═══ Dados registrados ═══
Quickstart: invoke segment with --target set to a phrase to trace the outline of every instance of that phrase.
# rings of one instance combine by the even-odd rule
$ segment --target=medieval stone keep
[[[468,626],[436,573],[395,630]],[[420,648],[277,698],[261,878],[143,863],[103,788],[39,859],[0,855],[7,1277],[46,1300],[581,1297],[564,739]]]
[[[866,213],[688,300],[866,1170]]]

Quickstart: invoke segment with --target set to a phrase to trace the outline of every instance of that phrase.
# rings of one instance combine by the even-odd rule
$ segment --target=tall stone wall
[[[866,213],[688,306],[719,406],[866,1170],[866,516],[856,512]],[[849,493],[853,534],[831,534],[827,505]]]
═══
Repita, sem qualquer alteração, cada uma das linhas de todos os registros acima.

Resposta final
Quickstart: invoke segment with --target set to a phrase to trace the outline of every instance of that phrase.
# rings of one instance combine by the even-odd rule
$ segment --target=medieval stone keep
[[[468,626],[436,573],[395,630]],[[420,648],[277,698],[261,878],[143,863],[103,788],[39,859],[0,855],[7,1277],[46,1300],[581,1297],[564,739]]]
[[[866,213],[688,300],[866,1170]]]

Quickstart: invoke segment with --target set to a phrase to trace the outline of every instance of that phrase.
# rings of one instance combine by the even-odd rule
$ segment --target=tall stone wall
[[[866,213],[688,306],[719,406],[866,1170],[866,516],[856,512]],[[849,493],[853,534],[831,534],[827,505]]]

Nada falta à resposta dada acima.